Dataset items:
---*---

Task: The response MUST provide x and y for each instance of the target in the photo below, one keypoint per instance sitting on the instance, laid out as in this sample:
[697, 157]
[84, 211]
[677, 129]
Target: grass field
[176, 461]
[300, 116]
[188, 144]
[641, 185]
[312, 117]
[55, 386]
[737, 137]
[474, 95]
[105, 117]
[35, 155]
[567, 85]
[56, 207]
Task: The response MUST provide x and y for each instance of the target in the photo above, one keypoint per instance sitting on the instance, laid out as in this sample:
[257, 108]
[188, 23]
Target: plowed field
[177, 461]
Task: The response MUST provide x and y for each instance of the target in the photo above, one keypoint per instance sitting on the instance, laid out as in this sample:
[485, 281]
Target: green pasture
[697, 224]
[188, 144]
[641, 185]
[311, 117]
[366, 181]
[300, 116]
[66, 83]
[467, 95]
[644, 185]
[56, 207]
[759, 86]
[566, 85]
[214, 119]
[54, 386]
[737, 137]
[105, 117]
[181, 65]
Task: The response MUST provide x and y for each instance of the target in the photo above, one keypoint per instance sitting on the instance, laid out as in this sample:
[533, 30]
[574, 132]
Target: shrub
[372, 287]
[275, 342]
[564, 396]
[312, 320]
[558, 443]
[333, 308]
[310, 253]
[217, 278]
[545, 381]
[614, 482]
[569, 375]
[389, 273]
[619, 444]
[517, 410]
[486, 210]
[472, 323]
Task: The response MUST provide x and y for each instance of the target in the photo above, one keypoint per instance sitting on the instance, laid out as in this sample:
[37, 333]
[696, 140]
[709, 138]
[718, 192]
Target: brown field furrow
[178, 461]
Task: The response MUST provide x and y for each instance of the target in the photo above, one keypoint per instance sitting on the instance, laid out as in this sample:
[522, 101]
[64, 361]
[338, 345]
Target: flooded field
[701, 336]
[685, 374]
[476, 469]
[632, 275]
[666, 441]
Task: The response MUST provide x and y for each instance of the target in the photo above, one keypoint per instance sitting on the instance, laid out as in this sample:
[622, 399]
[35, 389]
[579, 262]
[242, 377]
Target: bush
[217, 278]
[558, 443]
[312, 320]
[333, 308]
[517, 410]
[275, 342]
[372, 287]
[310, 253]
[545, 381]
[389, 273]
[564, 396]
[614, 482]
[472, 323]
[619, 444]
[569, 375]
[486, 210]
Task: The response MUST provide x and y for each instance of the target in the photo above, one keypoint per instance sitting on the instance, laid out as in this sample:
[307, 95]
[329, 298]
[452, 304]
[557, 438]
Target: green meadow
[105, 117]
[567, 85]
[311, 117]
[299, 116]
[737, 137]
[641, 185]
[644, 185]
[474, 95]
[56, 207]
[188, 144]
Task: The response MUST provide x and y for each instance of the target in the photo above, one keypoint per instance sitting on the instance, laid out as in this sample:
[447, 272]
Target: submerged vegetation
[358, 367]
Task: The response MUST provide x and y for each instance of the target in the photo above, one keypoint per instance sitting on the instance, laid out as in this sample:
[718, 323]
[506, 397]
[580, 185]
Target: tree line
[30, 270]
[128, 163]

---*---

Your assignment: Exactly reproduce the entries in their entirety.

Task result:
Task: The response MUST provide x and y for each instance of the target in the photo below, one keypoint per instance sitting on the instance, laid out as in this sample:
[697, 157]
[84, 211]
[677, 129]
Target: grass field
[176, 461]
[300, 116]
[188, 144]
[641, 185]
[312, 117]
[55, 386]
[737, 137]
[474, 95]
[105, 117]
[35, 155]
[567, 85]
[56, 207]
Task: The response MUST provide x and y for each instance of the target in the photo above, one keypoint per instance sitting on the instance, laid out as in this sample:
[257, 108]
[188, 23]
Target: plowed field
[177, 461]
Task: The response MUST provide x and y for each instance of the target in the photo above, one keypoint per instance sitting on the instance, laid out as in this sample:
[485, 281]
Target: green pasture
[697, 224]
[188, 144]
[641, 185]
[311, 117]
[366, 181]
[300, 116]
[66, 83]
[467, 95]
[644, 185]
[56, 207]
[759, 86]
[566, 85]
[214, 119]
[54, 386]
[737, 137]
[105, 117]
[181, 65]
Task: The response MUST provide x and y for each instance of the target in the photo above, one keypoint per instance sitting on the instance, laid out as in this sample:
[533, 30]
[574, 132]
Target: shrub
[372, 287]
[275, 342]
[564, 396]
[312, 320]
[558, 443]
[333, 308]
[310, 253]
[217, 278]
[545, 381]
[614, 482]
[569, 375]
[389, 273]
[619, 444]
[517, 410]
[486, 210]
[472, 323]
Task: The response MUST provide x and y for each instance of the target in the photo above, one keypoint per instance sitting on the instance, laid out as in this sample:
[37, 333]
[696, 140]
[709, 138]
[718, 192]
Target: brown field furrow
[178, 461]
Task: The response MUST provide x and y for each instance of the target in the photo above, one keypoint per instance sitting on the instance, laid out as in this sample:
[522, 101]
[64, 361]
[338, 345]
Target: flooded field
[701, 336]
[685, 374]
[476, 469]
[632, 275]
[666, 441]
Task: The response MUST provide x and y for each instance of the target in the photo above, one keypoint per instance sitting on the instance, laid out as in this sample:
[622, 399]
[35, 389]
[579, 262]
[242, 377]
Target: bush
[217, 278]
[558, 443]
[312, 320]
[333, 308]
[517, 410]
[275, 342]
[372, 287]
[310, 253]
[545, 381]
[389, 273]
[564, 396]
[614, 482]
[472, 323]
[619, 444]
[569, 375]
[486, 210]
Task: The response MUST provide x and y for each instance of the target in the photo above, one keypoint per instance sitting on the instance, laid out as in this sample:
[307, 95]
[329, 298]
[452, 304]
[557, 438]
Target: green meadow
[105, 117]
[567, 85]
[311, 117]
[299, 116]
[737, 137]
[641, 185]
[644, 185]
[474, 95]
[56, 207]
[188, 144]
Task: The response MUST provide x and y for each instance of the target in the photo above, one keypoint per instance sitting on the instance, laid out as in this sample:
[447, 272]
Target: submerged vegetation
[358, 367]
Task: The response MUST provide x and y for each instance of the target in the photo above, one keypoint per instance sitting on the instance, laid out as in this sample:
[718, 323]
[506, 397]
[580, 185]
Target: tree line
[30, 270]
[128, 163]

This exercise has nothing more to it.